### The data:
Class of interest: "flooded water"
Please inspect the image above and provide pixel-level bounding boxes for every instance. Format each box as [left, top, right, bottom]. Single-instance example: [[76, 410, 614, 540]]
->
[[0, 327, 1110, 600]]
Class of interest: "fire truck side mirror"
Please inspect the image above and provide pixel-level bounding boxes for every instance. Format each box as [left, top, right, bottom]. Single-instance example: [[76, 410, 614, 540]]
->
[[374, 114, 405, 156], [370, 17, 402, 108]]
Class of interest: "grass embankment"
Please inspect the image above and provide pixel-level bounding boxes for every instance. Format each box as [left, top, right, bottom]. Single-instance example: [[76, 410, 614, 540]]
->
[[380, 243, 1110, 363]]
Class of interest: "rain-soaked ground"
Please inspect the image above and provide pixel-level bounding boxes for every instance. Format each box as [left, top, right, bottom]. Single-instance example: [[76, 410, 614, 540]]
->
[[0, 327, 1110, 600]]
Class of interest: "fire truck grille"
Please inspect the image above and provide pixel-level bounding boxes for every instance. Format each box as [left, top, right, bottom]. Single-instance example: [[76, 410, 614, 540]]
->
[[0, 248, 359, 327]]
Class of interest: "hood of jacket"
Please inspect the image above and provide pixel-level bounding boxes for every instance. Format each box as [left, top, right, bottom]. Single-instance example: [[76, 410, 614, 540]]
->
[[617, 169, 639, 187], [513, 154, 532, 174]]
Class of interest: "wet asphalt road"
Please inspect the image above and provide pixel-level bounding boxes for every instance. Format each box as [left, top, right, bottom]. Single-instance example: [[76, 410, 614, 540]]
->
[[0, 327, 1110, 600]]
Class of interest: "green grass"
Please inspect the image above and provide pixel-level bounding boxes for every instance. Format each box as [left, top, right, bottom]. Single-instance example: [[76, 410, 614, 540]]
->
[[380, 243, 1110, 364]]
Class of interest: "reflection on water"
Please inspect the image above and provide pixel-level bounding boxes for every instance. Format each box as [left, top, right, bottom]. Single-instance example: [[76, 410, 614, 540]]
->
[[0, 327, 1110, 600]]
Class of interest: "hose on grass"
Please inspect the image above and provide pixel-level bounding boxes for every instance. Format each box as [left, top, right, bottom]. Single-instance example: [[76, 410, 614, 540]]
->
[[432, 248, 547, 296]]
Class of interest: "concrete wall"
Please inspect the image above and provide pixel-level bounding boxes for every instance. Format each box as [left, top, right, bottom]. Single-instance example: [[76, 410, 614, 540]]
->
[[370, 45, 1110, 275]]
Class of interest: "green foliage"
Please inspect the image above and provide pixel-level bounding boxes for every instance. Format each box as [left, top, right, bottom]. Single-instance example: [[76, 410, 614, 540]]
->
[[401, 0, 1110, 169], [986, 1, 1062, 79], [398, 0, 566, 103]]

...

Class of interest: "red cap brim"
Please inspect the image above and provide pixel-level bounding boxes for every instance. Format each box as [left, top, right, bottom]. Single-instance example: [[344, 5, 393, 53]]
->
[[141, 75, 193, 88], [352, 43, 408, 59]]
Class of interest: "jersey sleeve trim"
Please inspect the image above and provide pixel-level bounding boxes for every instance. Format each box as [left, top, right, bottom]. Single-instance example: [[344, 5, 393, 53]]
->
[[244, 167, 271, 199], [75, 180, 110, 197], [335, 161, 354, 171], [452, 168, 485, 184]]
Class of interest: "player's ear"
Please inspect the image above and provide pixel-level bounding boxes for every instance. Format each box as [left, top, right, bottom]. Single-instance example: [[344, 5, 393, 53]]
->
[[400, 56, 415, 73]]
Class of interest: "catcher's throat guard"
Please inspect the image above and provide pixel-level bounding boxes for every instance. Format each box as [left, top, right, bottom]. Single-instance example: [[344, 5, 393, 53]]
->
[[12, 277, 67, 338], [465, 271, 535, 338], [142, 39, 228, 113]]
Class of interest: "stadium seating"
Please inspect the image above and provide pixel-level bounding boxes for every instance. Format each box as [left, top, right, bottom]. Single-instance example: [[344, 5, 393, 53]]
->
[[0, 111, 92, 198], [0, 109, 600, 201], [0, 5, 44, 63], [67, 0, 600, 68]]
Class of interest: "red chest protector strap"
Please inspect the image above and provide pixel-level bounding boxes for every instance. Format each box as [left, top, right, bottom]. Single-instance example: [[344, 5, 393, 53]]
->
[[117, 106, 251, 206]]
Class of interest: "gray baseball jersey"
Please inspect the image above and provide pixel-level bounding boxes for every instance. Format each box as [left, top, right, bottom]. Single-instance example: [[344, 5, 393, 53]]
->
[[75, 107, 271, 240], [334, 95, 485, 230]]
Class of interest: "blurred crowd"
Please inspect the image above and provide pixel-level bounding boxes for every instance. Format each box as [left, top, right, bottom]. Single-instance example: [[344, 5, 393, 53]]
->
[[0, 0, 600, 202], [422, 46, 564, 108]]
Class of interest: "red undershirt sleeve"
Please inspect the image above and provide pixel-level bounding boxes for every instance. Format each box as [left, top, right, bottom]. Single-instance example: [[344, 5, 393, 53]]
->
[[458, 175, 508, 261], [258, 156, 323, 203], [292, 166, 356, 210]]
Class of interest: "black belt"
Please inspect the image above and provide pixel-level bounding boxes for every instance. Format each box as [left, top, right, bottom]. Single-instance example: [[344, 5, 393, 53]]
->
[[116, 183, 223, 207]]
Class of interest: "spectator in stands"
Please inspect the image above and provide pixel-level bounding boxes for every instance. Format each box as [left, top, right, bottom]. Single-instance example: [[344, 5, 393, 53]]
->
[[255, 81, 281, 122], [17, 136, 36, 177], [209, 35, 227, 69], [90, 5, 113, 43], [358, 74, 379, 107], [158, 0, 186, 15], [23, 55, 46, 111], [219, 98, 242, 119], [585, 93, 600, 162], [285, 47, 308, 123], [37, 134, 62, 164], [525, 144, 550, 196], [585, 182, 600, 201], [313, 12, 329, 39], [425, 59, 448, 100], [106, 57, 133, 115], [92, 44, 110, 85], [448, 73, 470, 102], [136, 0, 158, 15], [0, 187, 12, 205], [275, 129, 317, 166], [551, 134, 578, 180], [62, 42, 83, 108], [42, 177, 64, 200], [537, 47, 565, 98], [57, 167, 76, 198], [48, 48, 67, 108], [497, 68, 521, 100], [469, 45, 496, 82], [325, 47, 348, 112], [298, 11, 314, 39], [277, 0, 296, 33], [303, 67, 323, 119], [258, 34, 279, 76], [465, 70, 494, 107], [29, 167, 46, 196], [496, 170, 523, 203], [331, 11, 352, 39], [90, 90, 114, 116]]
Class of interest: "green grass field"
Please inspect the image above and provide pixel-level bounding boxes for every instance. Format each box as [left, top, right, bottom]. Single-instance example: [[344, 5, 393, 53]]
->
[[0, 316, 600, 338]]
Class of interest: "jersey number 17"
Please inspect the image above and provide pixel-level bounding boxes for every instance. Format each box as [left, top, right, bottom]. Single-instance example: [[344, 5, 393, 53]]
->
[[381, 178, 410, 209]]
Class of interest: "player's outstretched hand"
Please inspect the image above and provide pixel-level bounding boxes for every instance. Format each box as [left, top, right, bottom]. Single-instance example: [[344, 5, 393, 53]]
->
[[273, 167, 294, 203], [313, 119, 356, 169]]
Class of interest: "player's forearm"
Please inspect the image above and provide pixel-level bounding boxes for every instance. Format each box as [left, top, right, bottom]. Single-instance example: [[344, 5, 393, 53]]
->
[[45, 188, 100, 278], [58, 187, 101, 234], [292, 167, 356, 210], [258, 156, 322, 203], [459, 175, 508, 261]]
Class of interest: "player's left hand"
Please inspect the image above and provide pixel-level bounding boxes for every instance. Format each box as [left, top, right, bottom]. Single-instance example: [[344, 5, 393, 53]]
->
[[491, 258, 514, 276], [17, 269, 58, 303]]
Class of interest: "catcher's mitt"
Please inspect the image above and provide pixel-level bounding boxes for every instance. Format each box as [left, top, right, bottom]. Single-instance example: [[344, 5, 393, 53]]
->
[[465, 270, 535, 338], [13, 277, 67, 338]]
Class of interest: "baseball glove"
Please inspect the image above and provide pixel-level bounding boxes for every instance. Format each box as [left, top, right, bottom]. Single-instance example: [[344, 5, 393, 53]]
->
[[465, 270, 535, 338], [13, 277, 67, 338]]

--

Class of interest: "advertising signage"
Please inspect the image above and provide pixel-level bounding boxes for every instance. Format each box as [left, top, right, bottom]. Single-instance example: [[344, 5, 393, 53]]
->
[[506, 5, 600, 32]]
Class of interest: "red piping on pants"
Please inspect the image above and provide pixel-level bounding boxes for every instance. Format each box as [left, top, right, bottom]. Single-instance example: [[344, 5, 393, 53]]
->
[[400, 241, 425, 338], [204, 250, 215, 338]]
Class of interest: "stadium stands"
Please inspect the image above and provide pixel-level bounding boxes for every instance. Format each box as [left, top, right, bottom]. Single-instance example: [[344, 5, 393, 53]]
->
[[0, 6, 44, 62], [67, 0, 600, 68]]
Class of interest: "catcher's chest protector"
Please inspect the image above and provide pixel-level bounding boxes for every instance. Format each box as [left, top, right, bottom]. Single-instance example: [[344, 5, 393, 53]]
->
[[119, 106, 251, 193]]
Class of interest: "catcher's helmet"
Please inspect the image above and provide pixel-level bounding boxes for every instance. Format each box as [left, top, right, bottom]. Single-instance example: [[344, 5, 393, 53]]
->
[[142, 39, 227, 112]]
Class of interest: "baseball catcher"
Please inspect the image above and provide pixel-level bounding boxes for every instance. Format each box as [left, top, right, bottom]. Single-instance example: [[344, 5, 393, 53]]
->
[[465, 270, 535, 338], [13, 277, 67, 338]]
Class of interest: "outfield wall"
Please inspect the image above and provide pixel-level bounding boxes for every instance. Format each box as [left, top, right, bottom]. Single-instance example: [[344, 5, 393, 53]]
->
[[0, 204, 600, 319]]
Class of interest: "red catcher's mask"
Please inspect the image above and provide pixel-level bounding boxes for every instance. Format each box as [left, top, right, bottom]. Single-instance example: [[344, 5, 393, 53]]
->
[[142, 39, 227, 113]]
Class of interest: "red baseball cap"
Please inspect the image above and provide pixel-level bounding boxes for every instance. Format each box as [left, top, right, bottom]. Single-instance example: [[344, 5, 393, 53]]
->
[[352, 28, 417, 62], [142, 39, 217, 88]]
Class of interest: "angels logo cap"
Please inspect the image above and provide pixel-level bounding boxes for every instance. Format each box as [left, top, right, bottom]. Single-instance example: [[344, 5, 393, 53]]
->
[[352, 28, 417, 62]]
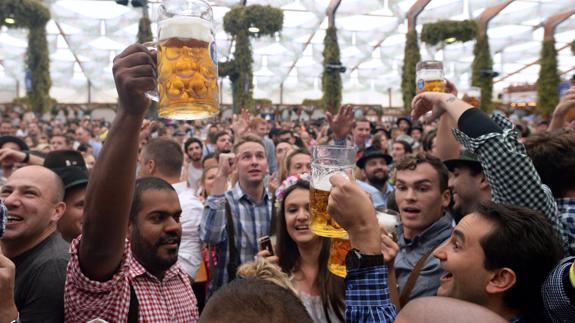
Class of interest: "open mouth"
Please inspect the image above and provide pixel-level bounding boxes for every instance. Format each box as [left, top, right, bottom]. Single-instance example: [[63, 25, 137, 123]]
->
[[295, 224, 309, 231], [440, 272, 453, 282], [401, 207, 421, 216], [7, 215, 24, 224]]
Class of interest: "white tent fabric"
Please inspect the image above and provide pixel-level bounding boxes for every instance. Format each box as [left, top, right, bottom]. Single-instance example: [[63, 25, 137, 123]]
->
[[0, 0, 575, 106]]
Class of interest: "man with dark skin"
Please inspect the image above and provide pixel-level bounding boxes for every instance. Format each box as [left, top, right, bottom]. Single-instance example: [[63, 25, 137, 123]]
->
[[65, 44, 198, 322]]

### Stated goal:
Collect every line from the entries above in which the word "green" appears.

### Response for this exercise:
Class of interest: "green grass"
Class of interest: "green foliage"
Class of interest: "green grass field"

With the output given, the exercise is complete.